La dissolution du monde et l’hypothèse deleuzienne
Nous avons plusieurs fois évoqué l’hypothèse deleuzienne ces dernières semaines, notamment à travers de la superbe description critique qu’en fit Jean-François Mattei (voir notamment le 22 juillet 2011). Notre propre hypothèse est que l’état du monde à partir de 2008-2009, et notamment avec une évolution décisive vers la dynamique de sa dissolution à cette époque, correspond à cette conception deleuzienne.
Il est alors intéressant d’observer combien cette évolution vers cette correspondance de l’hypothèse deleuzienne et de l’état du monde a été précédée et préparée par une pénétration subreptice et sans doute inconsciente de la psychologie américaniste par la même théorie (ou la théorie deleuzienne élargie aux postmodernistes, et connue aux USA sous l’expression de French Theory). En quelque sorte, comme on le voit par les correspondances de date, la théorie deleuzienne (la French Theory) a été le support symbolique de la folie américaniste, baptisée dans ce cas «la folie propre de l’Amérique» et qui allait nous emporter sur les chemins qu’on sait, – de 9/11 à la “dissolution du monde”.
«Il est intéressant d’explorer l’hypothèse que nous proposons, qui est que cette théorie trouva son application, ou épousa une évolution en lui donnant toute sa signification, en transformant une potentialité en une dynamique historique réelle, dans l’histoire des Etats-Unis depuis les années 1990. Tout s’enchaîne et se correspond parfaitement, les USA étant la matrice de la modernité et du Système, et conduisant la chevauchée vers la dissolution.»
Voici donc la French Theory, avec son grand succès d’estime dans les années 1970 aux USA, avec son influence souterraine majeure sur la psychologie américaniste, dans les années 1990, pour ouvrir le barrage de «la folie propre de l’Amérique» … On pourrait penser que la French Theory entra en correspondance presque intime avec l’évolution finale des USA, après la chute de l’URSS, – comme si la France retrouvait, pour préparer (certes, sans y penser et encore moins le vouloir) la chute de l’Amérique, le rôle d’influence qu’elle occupa à l'avénement de la même Grande République, dans les années 1770.

○ ○ ○ ○ ○

À FAIRE:
1. Relevez, dans l'ordre de leur première apparition et sans doublon, toutes les décennies que l'extrait sur l'hypothèse deleuzienne désigne par le mot « années » suivi d'un nombre.
2. Reproduisez fidèlement le passage de l'extrait sur l'hypothèse deleuzienne situé entre « La dissolution du » et « cette conception deleuzienne. », ces deux segments inclus.

SECTION DES DONNÉES:
○ ○ ○ ○ ○

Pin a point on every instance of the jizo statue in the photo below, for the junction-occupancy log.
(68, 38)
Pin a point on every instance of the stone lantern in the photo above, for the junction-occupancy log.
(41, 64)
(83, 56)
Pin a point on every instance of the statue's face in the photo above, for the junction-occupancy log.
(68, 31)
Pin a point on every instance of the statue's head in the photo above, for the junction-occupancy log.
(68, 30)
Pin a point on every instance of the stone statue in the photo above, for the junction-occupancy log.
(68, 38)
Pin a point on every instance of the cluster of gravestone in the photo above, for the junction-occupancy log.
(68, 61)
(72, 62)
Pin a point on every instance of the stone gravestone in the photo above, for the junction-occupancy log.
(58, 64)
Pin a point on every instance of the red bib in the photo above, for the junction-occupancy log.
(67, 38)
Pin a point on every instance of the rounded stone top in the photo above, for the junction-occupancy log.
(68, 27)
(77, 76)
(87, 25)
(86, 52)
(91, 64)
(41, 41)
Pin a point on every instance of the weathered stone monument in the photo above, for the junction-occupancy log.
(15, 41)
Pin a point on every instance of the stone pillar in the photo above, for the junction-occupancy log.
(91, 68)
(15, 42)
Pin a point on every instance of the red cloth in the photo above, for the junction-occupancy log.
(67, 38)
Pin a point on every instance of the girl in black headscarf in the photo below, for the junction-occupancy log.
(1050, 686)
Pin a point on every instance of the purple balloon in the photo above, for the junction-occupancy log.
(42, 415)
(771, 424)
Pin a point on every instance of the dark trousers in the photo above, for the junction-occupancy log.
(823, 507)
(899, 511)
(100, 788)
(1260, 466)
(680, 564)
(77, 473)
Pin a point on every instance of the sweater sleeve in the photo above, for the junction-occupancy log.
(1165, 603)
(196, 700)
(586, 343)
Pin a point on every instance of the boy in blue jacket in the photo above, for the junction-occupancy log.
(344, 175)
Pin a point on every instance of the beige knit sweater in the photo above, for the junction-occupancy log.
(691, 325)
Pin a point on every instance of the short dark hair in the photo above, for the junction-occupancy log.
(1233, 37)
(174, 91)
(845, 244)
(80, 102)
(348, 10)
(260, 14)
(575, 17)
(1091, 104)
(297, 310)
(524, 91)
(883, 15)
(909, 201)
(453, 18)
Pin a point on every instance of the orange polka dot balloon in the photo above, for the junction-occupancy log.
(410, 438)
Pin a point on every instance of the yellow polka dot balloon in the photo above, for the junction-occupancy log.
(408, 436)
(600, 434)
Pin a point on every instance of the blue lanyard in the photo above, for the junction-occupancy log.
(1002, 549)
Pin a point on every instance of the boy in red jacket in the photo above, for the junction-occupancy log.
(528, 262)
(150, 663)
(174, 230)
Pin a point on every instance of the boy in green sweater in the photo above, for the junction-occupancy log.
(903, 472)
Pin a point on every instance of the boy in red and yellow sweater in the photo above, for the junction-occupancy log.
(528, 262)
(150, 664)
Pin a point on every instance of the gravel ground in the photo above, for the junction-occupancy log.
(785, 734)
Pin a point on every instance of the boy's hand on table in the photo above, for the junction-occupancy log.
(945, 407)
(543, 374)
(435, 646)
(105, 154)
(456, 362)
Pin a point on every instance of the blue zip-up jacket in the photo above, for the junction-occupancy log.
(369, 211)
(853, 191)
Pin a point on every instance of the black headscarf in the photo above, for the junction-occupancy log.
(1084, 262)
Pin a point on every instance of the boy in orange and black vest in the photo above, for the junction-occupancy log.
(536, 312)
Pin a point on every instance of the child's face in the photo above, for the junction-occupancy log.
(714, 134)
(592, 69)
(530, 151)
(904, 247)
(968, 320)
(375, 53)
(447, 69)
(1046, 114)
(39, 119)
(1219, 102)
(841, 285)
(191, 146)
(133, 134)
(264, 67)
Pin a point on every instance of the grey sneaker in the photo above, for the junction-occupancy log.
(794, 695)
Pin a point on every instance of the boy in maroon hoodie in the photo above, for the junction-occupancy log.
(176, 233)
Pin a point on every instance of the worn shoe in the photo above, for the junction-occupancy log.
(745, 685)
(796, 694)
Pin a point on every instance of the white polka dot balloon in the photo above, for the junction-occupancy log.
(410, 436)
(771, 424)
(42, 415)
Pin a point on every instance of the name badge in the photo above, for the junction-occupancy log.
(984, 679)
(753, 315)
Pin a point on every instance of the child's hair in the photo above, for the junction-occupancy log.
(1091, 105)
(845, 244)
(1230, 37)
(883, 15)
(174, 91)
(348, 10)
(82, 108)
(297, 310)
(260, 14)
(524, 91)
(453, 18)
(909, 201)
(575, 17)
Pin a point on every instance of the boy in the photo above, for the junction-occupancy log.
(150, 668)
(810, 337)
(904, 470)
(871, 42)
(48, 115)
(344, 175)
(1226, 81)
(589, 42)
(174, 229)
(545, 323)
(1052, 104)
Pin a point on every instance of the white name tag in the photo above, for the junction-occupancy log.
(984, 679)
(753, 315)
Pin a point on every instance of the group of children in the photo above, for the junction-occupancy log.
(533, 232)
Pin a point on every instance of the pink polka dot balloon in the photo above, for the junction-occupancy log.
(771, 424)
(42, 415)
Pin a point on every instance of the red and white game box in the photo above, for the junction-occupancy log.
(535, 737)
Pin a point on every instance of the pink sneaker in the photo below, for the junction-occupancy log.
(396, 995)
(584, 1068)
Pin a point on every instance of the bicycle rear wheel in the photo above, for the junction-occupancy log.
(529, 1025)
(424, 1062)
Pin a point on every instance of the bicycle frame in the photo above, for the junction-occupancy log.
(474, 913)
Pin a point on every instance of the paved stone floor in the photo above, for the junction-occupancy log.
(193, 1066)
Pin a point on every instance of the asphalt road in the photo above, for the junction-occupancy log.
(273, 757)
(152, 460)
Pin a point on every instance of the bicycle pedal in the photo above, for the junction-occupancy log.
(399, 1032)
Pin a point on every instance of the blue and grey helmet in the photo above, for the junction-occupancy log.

○ ○ ○ ○ ○

RÉSULTATS DANS L'ORDRE:
1. les années 1990, les années 1970, les années 1770

2.
La dissolution du monde et l’hypothèse deleuzienne
Nous avons plusieurs fois évoqué l’hypothèse deleuzienne ces dernières semaines, notamment à travers de la superbe description critique qu’en fit Jean-François Mattei (voir notamment le 22 juillet 2011). Notre propre hypothèse est que l’état du monde à partir de 2008-2009, et notamment avec une évolution décisive vers la dynamique de sa dissolution à cette époque, correspond à cette conception deleuzienne.